Task requirements:
Among the records, how many lines carry the string "warmer"? Give that number with nothing added.

[Natural-language object grounding data]
********************

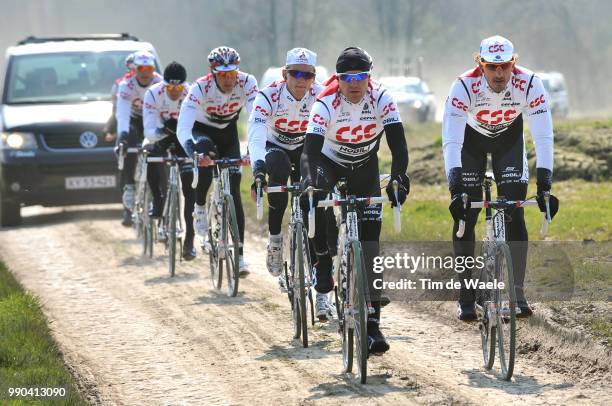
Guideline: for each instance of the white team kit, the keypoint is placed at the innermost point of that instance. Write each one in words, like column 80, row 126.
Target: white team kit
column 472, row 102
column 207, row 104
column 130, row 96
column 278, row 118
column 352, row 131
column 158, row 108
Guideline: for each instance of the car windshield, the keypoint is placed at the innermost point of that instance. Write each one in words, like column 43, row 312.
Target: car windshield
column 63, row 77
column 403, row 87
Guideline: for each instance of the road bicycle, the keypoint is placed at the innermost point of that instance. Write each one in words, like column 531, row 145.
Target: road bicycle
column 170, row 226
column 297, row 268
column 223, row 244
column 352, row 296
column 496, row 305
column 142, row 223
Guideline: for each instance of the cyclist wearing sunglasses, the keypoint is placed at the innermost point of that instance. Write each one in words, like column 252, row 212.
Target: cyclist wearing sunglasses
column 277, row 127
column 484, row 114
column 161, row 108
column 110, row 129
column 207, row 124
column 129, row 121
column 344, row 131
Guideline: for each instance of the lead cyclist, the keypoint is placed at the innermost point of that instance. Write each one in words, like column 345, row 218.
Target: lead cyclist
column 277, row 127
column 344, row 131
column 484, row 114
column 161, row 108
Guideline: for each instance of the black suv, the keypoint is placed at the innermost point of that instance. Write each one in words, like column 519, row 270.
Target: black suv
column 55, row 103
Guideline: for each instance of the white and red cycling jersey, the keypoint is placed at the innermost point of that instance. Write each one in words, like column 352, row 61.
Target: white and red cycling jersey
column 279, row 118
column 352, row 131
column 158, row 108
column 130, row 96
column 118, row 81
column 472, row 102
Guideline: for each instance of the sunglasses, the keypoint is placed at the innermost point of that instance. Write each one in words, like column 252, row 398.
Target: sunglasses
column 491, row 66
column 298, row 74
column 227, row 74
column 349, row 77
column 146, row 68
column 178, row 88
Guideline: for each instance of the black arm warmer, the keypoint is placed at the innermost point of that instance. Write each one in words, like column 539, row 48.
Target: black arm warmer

********************

Response below:
2